[[ Record extracts open ]]

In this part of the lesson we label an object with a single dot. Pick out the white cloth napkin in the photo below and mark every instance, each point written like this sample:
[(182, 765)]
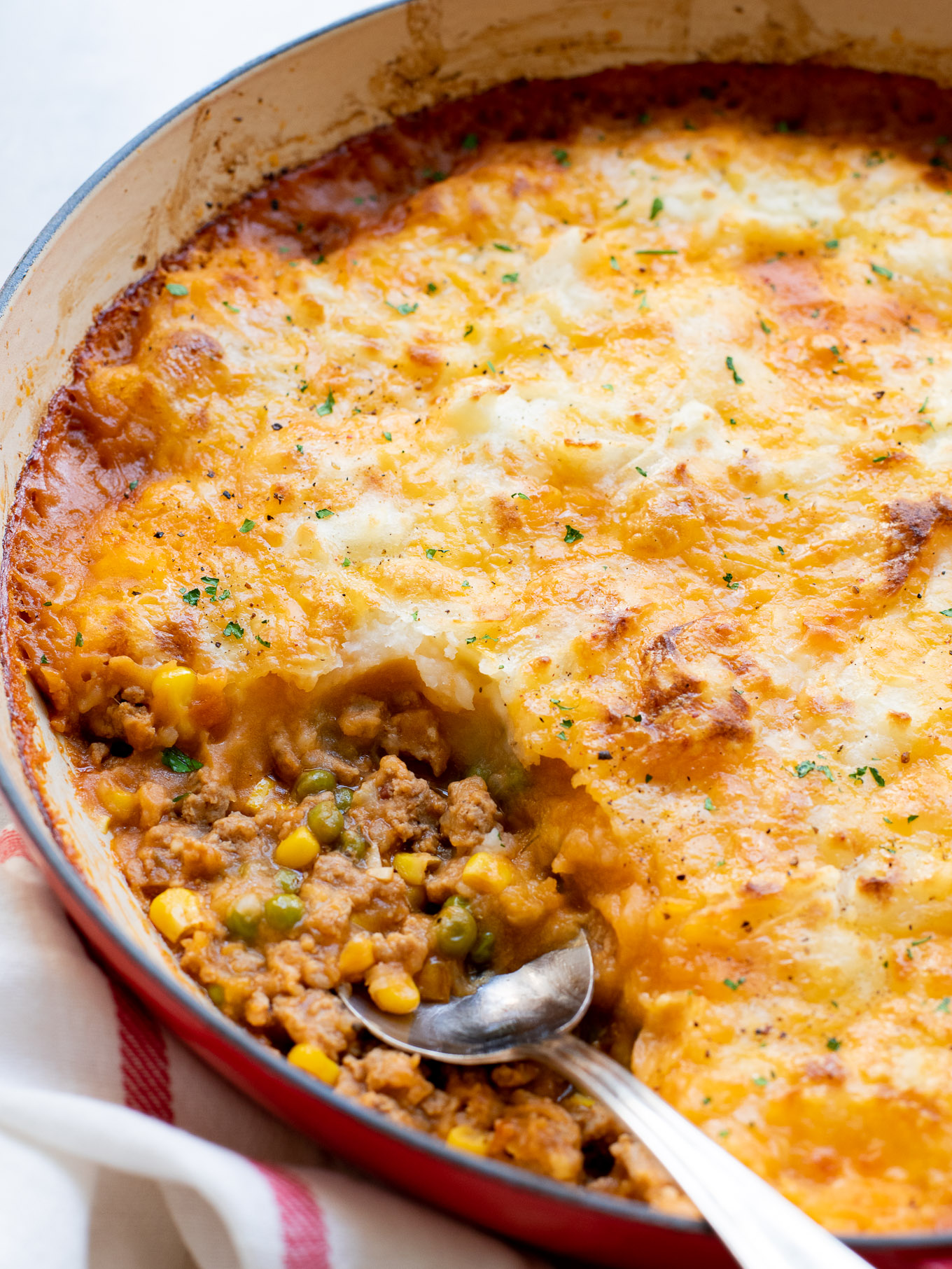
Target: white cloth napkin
[(120, 1150)]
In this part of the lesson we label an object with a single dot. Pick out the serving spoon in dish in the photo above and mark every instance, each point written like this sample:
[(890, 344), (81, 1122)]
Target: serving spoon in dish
[(530, 1014)]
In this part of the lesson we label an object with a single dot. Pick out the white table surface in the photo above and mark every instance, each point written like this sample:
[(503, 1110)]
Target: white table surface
[(80, 78)]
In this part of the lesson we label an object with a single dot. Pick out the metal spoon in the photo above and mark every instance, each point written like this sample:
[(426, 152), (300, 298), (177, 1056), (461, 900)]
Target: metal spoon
[(530, 1014)]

[[ Record extracts closed ]]

Work order: Each record above must be retyped exactly. Omit the pictures.

Reply:
In this part of the lesson we label an object with a single dot. Pick out the white cloth napkin in the photo below and mark every instance, each point written like this sample:
[(182, 765)]
Target: white cloth napkin
[(120, 1150)]
In this part of the lesson we label an object with a single dot. Pick out the serving spoon in dish in the photo above and mark every instance, each point written like this sample:
[(890, 344), (81, 1122)]
Target: serving spoon in dish
[(530, 1014)]
In this part of the lesson we label an object with a single dot. Pick out the white table surface in the photo above and mark every instance, each point written like this sample:
[(503, 1110)]
Target: white table surface
[(80, 78)]
In this part of the lesson we label an object with a single dot. Pick out the metal spoon in the photo above and mark every instance, each point written like this sample:
[(426, 152), (300, 298), (177, 1056), (461, 900)]
Target: metal spoon
[(530, 1014)]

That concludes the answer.